Problem requirements: Reproduce everything from "31-year-old Kochetkov is" down to "kph (55 mph)." in the cycling report below, keeping every word and punctuation mark unchanged.

Text shown:
· · · · · · ·
Belkov, 32, is now in his sixth season with the team and has a strong list of successes, including stage 9 in the 2013 Giro d’ Italia and second in the Russian Time Trial championships this year. He also earned the mountains classifications in 2015 for both the Tour de Romandie and Tour of Austria.
“Maxim is an important building block for us because of his vast experience, but also his class as a rider. This year he displayed this again at the Giro, where he was an important supporter for his captain Zakarin,” said general manager José Azevedo.
31-year-old Kochetkov is currently in his sixth season with the team as a strong support rider, but he also won the Russian road championships last year. In addition he has stage wins in both the Tour des Pays de Savoie and Tour of Bulgaria in 2011. He has also worn the KOM jersey in the Giro d’Italia back in 2015 and won the green sprint jersey in the 2012 Czech Cycling Tour.
“Pavel has been a bit unhappy this season with injuries from crashes. Despite this, he is an important rider in the teams built for Ilnur Zakarin and he will be particularly important in a future Grand Tour,” said Azevedo.
21-year-old Claudia Cretti (Valcar-PBM) continues to make progress following her horrific crash in Stage 7 of the Giro Rosa earlier this month, in which she struck a guardrail with her head while traveling at 90 kph (55 mph).
· · · · · · ·
Supplied data:
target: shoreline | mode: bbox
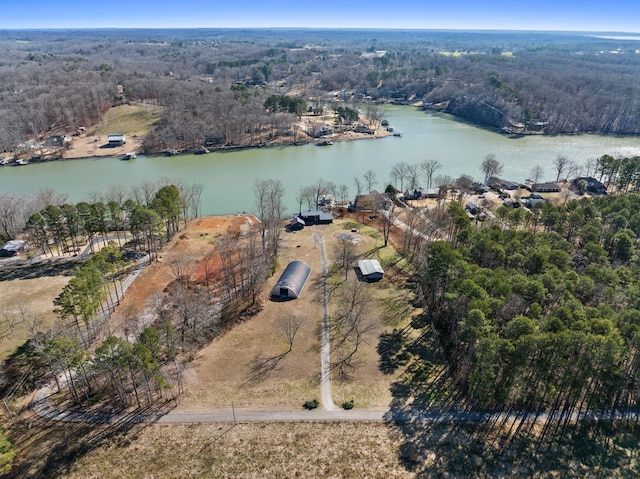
· · · · · · ·
Answer to this task:
31-year-old Kochetkov is currently in his sixth season with the team as a strong support rider, but he also won the Russian road championships last year. In addition he has stage wins in both the Tour des Pays de Savoie and Tour of Bulgaria in 2011. He has also worn the KOM jersey in the Giro d’Italia back in 2015 and won the green sprint jersey in the 2012 Czech Cycling Tour.
“Pavel has been a bit unhappy this season with injuries from crashes. Despite this, he is an important rider in the teams built for Ilnur Zakarin and he will be particularly important in a future Grand Tour,” said Azevedo.
21-year-old Claudia Cretti (Valcar-PBM) continues to make progress following her horrific crash in Stage 7 of the Giro Rosa earlier this month, in which she struck a guardrail with her head while traveling at 90 kph (55 mph).